▶ **Direction**: Locate each line in the records below that contains the string "gray" and copy it out, treating uppercase and lowercase as different.

======== Exercise inputs

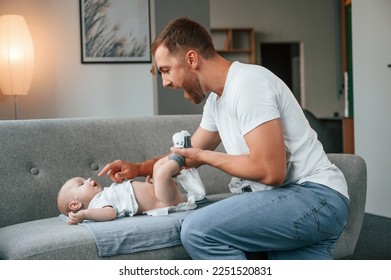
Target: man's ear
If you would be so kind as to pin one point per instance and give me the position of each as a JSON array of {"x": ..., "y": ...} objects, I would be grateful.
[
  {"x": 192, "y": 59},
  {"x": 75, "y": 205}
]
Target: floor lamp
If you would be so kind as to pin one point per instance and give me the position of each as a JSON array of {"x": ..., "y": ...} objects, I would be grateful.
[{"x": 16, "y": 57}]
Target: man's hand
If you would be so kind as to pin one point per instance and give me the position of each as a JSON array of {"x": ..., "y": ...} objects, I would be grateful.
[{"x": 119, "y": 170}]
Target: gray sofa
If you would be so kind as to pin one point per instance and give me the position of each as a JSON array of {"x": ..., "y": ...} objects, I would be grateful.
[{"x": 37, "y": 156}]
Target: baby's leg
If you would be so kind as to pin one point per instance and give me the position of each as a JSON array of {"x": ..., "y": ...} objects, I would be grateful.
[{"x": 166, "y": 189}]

================
======== Exercise inputs

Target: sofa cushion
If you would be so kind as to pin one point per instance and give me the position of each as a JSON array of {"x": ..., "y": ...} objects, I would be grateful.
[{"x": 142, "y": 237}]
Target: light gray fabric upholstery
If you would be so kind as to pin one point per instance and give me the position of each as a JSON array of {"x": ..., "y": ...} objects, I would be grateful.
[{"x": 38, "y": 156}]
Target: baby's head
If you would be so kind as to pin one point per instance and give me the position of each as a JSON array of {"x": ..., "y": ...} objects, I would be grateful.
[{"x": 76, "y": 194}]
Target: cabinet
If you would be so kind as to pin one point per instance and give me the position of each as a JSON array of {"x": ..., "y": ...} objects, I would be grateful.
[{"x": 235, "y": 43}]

================

▶ **Written response**:
Target: gray sofa
Target: light gray fabric upholstery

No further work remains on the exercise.